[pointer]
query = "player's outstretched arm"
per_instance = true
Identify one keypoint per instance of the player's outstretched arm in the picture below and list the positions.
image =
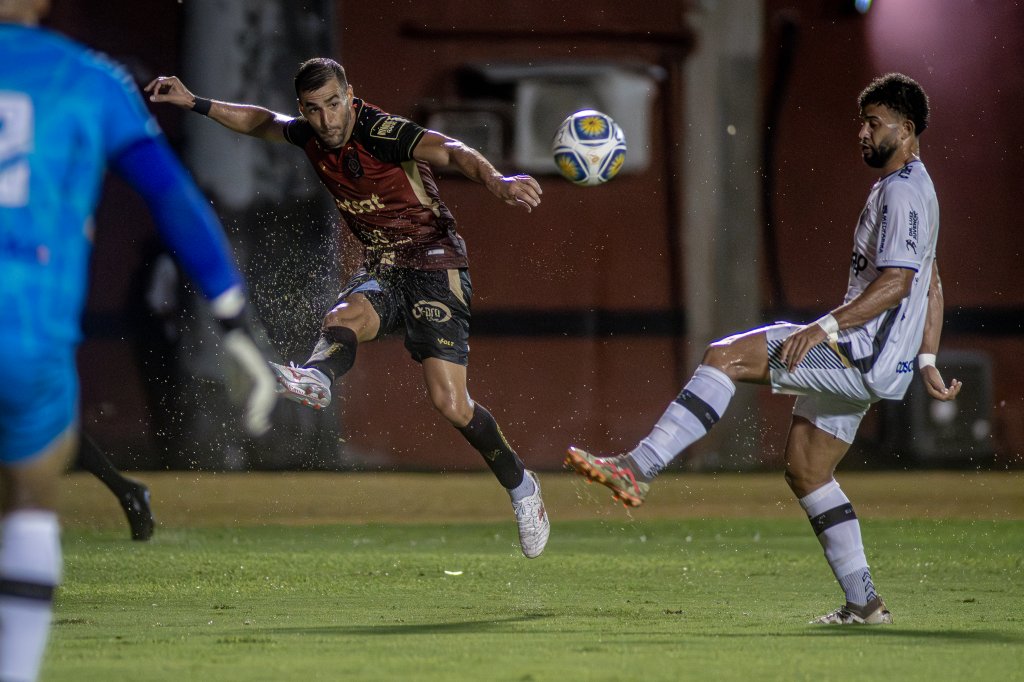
(443, 152)
(930, 344)
(246, 119)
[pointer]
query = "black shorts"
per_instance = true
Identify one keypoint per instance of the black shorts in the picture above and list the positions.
(433, 306)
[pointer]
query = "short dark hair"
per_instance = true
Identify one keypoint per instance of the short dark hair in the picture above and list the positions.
(900, 93)
(315, 73)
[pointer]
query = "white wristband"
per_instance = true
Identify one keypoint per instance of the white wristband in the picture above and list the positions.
(830, 327)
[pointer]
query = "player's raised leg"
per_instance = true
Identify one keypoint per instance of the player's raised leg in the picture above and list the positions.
(687, 419)
(351, 322)
(132, 496)
(446, 387)
(811, 457)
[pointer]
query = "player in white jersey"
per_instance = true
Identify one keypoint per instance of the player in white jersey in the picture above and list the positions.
(839, 365)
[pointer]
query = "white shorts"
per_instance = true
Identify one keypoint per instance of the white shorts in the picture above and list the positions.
(833, 394)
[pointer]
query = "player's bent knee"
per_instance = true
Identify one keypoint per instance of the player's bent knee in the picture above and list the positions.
(458, 413)
(805, 482)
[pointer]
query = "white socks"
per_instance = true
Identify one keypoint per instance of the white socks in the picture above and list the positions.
(30, 569)
(835, 522)
(686, 420)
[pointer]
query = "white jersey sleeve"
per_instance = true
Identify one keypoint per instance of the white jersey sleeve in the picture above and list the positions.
(904, 232)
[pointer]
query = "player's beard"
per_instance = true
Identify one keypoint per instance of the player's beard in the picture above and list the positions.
(878, 157)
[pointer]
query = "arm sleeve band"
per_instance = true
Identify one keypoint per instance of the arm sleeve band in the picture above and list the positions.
(184, 219)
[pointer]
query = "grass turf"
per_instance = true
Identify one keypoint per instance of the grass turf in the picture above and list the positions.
(610, 599)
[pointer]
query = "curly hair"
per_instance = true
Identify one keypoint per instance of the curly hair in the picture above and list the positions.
(900, 93)
(315, 73)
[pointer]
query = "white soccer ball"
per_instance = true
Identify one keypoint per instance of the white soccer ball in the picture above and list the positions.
(589, 147)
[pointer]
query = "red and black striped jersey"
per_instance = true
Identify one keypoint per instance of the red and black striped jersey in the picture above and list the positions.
(387, 199)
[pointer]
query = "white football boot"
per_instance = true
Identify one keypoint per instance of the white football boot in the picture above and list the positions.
(302, 385)
(532, 520)
(873, 612)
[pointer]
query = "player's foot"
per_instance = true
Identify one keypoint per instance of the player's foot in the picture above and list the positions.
(135, 502)
(614, 472)
(301, 385)
(873, 612)
(532, 520)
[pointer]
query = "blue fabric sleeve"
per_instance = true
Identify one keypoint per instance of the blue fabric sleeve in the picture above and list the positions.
(184, 219)
(126, 119)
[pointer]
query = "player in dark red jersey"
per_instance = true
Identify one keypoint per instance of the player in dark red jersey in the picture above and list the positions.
(415, 275)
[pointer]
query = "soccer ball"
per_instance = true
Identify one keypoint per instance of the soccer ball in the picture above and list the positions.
(589, 147)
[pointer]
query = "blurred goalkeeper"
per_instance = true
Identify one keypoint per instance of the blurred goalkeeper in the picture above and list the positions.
(860, 352)
(415, 275)
(67, 115)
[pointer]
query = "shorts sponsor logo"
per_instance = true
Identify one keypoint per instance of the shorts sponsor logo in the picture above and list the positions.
(858, 262)
(371, 205)
(433, 311)
(387, 128)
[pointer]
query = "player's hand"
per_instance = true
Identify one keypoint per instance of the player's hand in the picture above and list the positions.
(170, 89)
(519, 190)
(798, 344)
(259, 385)
(937, 387)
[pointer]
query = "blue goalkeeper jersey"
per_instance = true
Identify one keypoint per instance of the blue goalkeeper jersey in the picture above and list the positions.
(67, 114)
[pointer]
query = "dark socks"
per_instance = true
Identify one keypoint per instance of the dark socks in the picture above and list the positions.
(92, 460)
(335, 351)
(483, 433)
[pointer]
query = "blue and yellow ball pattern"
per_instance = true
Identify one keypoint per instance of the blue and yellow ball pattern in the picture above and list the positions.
(589, 147)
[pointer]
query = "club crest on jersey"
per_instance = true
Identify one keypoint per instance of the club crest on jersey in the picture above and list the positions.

----

▶ Requirement: All of the material above should be reproduced exactly, except the pictures.

▶ Solution to this task:
[pointer]
query = "player's outstretched arm"
per_instance = true
Identify one keypoint per instance of the player's outstretched arm in the picture below and list the positions.
image =
(443, 152)
(930, 344)
(246, 119)
[pointer]
query = "black shorts"
per_instance = true
Identify one keypoint per instance of the black shorts in the picture above and list the positions.
(433, 306)
[pointer]
query = "short dark hair"
per_instance = true
Identify one keypoint per instance of the short dark hair in the picture above and list the positions.
(900, 93)
(315, 73)
[pointer]
query = "white wristband"
per_instance = true
Identify one keypoint per instance of the white wristband in the picture above and list the positions.
(830, 327)
[pointer]
query = "player's raised leg"
per_instance = true
Identify one keypoint per instance of the player's raised leg in the picture above and list the positions.
(687, 419)
(351, 322)
(132, 496)
(446, 387)
(811, 457)
[pointer]
query = "player in white jersey"
per_instance = true
Identify one keypoint per instance of the player in white jersey in the picture above and list the positions.
(839, 365)
[pointer]
query = "white shorts"
per_instance = true
Identify one keypoint per instance of the white shorts in the picture above and list the positions.
(833, 394)
[pointer]
query = "player's bent knee"
per_instance = true
Identify one keypoint per instance of the player's bent knee in the picture above and list the positions.
(458, 413)
(805, 482)
[pointer]
query = "white socks"
per_instance = true
Identify one keypoint per instance of the white socks in the picture above and list the positions.
(30, 569)
(835, 522)
(686, 420)
[pointer]
query = "white jersey sleeve"
per_instance = true
Identify one keypoint per instance of the white jersey sleeve in the picture above and list the positions.
(904, 232)
[pointer]
query = "player's beard"
per_instance = true
Identify one keypoint per instance of the player's beard in the picture above and list the positions.
(878, 157)
[pointer]
query = "arm sleeve band"
per_instance = true
Identify one keypoint per instance of the arm sleeve band in the picture above and list the positions.
(184, 219)
[pointer]
query = "grass turf"
per_instance = true
Identify one keypoint per instance of the grass turf in the picture above and list the positions.
(610, 599)
[pointer]
query = "curly hair"
per_instance = true
Identify one keypoint per instance of the curly hair in the picture above and list the positions.
(900, 93)
(315, 73)
[pointer]
query = "white soccer ball"
per_instance = true
Identify one keypoint per instance of the white soccer ball in the picture above and list the positions.
(589, 147)
[pointer]
query = "red and black striped jersey"
per_instance = true
Identify one keypoint per instance of the red and black striped jersey in the picture above and list the positions.
(387, 199)
[pointer]
query = "white football boot"
per_instance = true
Identify one keypoint per instance of the white football boot in the picture above and list the positions.
(302, 385)
(532, 520)
(873, 612)
[pointer]
query = "player's foot"
per_instance = true
Identify one keypoint per instance of the player's foot in the picture above and list the positions.
(135, 502)
(614, 472)
(301, 385)
(873, 612)
(532, 520)
[pointer]
query = "blue fabric sleeve"
per_instance = true
Identify one keypoint per instance of the blue fabric sleeve in the picture above and list the positions.
(184, 219)
(126, 119)
[pointer]
query = "player in dark red jersey"
per_instance = true
Identify one keypoint per instance of the player in dark red jersey in the picture above and list the positions.
(415, 275)
[pointer]
query = "soccer ball"
per_instance = true
Identify one keypoint per instance of the soccer ball in the picture above and list the positions.
(589, 147)
[pointer]
query = "blurred goalkeeper"
per_instance = true
Identify one keypoint per instance of the blurred goalkeeper in the picture above and list the positions.
(860, 352)
(415, 275)
(67, 115)
[pointer]
query = "shorts sponsor logo"
per_instance = true
Identify one keypoint per instance of the shorts sponsor logo in the picture above and list the positions.
(858, 262)
(371, 205)
(433, 311)
(387, 128)
[pointer]
query = "player's hand"
per_instance = true
Identify one keypoint per instance of the player's hand in the picture above and list the positions.
(170, 89)
(519, 190)
(798, 344)
(259, 385)
(937, 387)
[pointer]
query = "blue goalkeeper jersey"
per_instance = true
Identify one keypoint per instance of the blue goalkeeper jersey in the picture above and list the positions.
(67, 114)
[pointer]
query = "dark socks"
per_instance = true
Identify one keypoint per instance of the dark socks in the picture above and list the positions.
(92, 460)
(335, 351)
(483, 433)
[pointer]
query = "blue and yellow ball pattern"
per_instance = true
Identify one keypoint per instance of the blue and yellow ball pattern in the picture above and list the positions.
(589, 147)
[pointer]
query = "club crest on jersey"
per_instance = true
Identify one keypoint per instance of the club crest on jersey in the picture above and list the positions.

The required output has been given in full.